*WORK INSTRUCTIONS*. Rescale the entries from the line containing "Where can the grey" through the end of the entries, inclusive, and give only those lines again, requests included. Multiply every coordinate in the answer points by 1.8 and round to whole numbers, with halves rounded up, leaving the numbers in the requests and their format samples unchanged.

*TASK INPUT*.

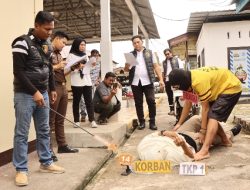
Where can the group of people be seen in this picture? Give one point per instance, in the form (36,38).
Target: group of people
(218,91)
(40,84)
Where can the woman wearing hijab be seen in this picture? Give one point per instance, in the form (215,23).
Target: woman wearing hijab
(80,80)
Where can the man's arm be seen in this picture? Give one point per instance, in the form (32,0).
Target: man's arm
(159,74)
(185,112)
(20,54)
(107,99)
(179,141)
(127,67)
(204,119)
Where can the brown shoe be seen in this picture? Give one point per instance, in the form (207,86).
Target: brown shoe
(52,168)
(21,178)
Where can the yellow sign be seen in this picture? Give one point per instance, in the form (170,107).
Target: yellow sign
(125,159)
(152,166)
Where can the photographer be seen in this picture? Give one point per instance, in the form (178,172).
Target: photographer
(103,103)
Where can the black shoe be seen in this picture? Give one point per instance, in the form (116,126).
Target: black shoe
(67,149)
(152,126)
(141,126)
(54,157)
(102,121)
(236,129)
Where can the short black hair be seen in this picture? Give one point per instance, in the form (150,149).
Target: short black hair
(43,17)
(60,34)
(109,74)
(94,52)
(168,49)
(136,36)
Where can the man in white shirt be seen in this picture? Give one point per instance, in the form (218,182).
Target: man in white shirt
(141,78)
(171,62)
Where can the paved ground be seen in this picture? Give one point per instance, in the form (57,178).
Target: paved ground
(228,168)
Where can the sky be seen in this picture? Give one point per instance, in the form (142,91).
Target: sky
(166,12)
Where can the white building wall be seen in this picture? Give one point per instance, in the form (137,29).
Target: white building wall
(16,17)
(213,39)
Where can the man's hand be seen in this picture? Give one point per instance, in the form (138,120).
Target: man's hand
(38,98)
(177,126)
(53,97)
(60,65)
(114,91)
(161,85)
(201,138)
(179,141)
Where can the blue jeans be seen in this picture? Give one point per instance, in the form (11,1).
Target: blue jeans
(25,108)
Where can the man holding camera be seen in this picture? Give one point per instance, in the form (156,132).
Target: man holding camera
(103,99)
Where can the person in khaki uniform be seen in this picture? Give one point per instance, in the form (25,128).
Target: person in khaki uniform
(218,90)
(56,122)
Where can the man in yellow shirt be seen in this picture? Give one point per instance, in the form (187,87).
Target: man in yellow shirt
(218,90)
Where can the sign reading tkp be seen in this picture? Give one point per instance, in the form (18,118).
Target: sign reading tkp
(192,97)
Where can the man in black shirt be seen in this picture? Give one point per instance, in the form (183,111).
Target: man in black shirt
(32,78)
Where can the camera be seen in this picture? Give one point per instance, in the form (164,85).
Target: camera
(115,84)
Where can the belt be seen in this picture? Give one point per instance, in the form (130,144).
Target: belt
(60,83)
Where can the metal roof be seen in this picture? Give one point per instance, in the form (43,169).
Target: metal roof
(82,18)
(197,19)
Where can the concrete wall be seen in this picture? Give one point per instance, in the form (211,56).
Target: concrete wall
(214,40)
(16,17)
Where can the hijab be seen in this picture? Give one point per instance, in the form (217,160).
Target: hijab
(75,50)
(75,47)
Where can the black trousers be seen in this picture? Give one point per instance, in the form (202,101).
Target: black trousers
(149,93)
(170,95)
(86,91)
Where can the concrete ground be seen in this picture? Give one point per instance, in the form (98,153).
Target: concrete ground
(227,168)
(80,167)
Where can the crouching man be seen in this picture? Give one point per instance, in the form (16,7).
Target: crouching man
(104,95)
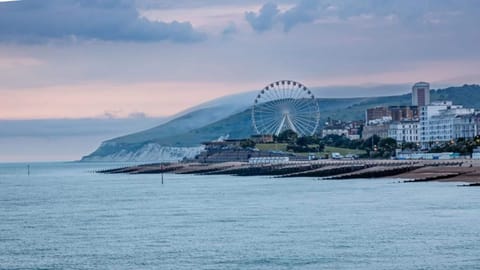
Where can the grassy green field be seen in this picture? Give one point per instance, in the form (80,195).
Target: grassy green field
(328,149)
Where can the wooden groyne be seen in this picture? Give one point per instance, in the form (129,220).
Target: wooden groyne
(412,171)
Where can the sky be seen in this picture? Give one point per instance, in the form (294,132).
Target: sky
(88,63)
(91,58)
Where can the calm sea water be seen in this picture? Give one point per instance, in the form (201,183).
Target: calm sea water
(63,216)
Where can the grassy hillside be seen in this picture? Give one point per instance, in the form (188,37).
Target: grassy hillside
(209,124)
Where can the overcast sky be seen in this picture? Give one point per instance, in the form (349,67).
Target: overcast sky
(89,58)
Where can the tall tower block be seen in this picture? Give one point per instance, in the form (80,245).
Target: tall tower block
(421,94)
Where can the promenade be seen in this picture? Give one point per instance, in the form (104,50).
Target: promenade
(467,171)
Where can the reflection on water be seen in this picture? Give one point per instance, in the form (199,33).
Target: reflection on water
(63,216)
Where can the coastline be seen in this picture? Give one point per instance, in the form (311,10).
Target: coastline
(408,171)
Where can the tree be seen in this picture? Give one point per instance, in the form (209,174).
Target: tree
(247,143)
(387,147)
(287,136)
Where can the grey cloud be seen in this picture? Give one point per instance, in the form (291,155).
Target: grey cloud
(265,19)
(305,12)
(410,13)
(229,30)
(110,20)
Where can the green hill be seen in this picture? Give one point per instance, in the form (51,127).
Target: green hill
(209,124)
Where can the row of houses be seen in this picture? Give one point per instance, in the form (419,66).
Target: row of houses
(424,123)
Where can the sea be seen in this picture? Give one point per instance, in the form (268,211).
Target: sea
(66,216)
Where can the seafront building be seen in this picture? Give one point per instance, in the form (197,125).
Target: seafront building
(350,130)
(443,122)
(404,131)
(424,122)
(421,94)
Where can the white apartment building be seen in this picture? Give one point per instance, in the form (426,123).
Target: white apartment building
(404,131)
(443,121)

*RESPONSE TO THIS TASK*.
Where can the grey cloud be seen in this picture? Give one point per instance, in the form (291,155).
Target: grey cloud
(477,34)
(549,22)
(738,23)
(412,54)
(198,36)
Where can the green hill be seen in this picture? Give one point per instance, in the form (51,127).
Target: green hill
(376,223)
Where can the row of houses be seen in this picture? Give one point per instance, in the form (419,66).
Target: row of houses
(763,221)
Where can the sea be seen in this picture? Give one point per instance, in the form (268,211).
Target: sea
(119,389)
Where can the seafront building be seen in this picture? Give one point per instance, in the form (197,125).
Target: seafront building
(630,234)
(797,220)
(727,236)
(763,220)
(758,169)
Where can the white apartment building be seen in this picture? Give one point per instance, in the form (426,123).
Target: white apartment building
(727,236)
(797,218)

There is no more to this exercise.